**Required work:**
**1)** Copy the passage on childhood blood pressure word for word from "Kids with just" to "Scientific Sessions 2013.".
**2)** Continue the report on childhood blood pressure spikes from where it stops.

━━━━━ Passage to read

Kids with just occasional spikes in blood pressure during childhood are at much higher risk of having high blood pressure as adults, according to a study presented at the American Heart Association High Blood Pressure Research Scientific Sessions 2013.
“It’s important that primary care providers not ignore elevated blood pressure readings,” said Stephen R. Daniels, M.D., national American Heart Association spokesperson and pediatrician-in-chief and L. Joseph Butterfield Chair of Pediatrics at Children’s Hospital Colorado in Aurora, Colo. “In children with elevated readings, it’s important to follow blood pressure and make sure that children and families work on lifestyle factors — avoiding obesity, exercising regularly, eating a healthy diet and to not starting smoking.”

━━━━━━━━━━
━━━━━ Data supplied

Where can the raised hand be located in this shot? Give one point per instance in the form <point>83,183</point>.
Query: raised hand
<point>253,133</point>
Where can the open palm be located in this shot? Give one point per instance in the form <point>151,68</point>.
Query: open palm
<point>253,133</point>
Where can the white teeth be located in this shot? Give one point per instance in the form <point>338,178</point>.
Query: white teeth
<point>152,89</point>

━━━━━━━━━━
━━━━━ Data supplied

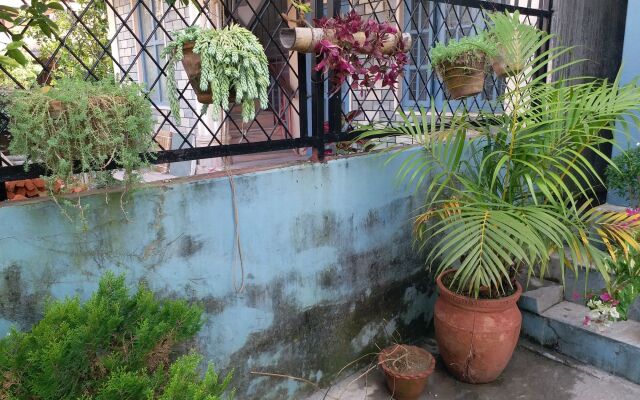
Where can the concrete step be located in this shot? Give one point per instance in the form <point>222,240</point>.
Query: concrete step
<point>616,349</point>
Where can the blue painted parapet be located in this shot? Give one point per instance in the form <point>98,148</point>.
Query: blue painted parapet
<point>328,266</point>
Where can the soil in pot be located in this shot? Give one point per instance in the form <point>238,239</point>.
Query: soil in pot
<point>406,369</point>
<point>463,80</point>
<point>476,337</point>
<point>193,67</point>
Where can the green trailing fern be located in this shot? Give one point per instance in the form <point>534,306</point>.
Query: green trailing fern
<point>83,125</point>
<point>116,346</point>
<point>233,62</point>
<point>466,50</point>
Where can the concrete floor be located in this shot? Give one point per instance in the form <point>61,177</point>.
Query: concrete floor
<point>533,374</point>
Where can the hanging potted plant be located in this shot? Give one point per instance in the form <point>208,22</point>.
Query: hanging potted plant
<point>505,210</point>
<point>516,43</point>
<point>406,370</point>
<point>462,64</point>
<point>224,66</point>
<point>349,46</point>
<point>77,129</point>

━━━━━━━━━━
━━━━━ Data supplied

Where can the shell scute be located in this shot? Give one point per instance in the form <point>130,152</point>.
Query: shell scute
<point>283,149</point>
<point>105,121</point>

━━━━━━━━━━

**Task results:**
**1)**
Kids with just occasional spikes in blood pressure during childhood are at much higher risk of having high blood pressure as adults, according to a study presented at the American Heart Association High Blood Pressure Research Scientific Sessions 2013.

**2)**
After factoring in age, gender and weight, researchers found that adults had up to four times the rate of high blood pressure if they had high blood pressure readings during childhood. Only 9 percent of adults who had no high blood pressure readings during childhood had high blood pressure, compared to 18 percent who had one high reading and 35 percent who had two or more high readings.
The study also found that 59 percent of adults with high blood pressure had been overweight or obese as children. Childhood obesity is a risk factor for high blood pressure and heart disease in adulthood.
Researchers tracked 1,117 adolescent children for 27 years, starting in 1986 — by adulthood, 119 of them were diagnosed with high blood pressure. Blood pressure was taken by school nurses or at regular doctor visits.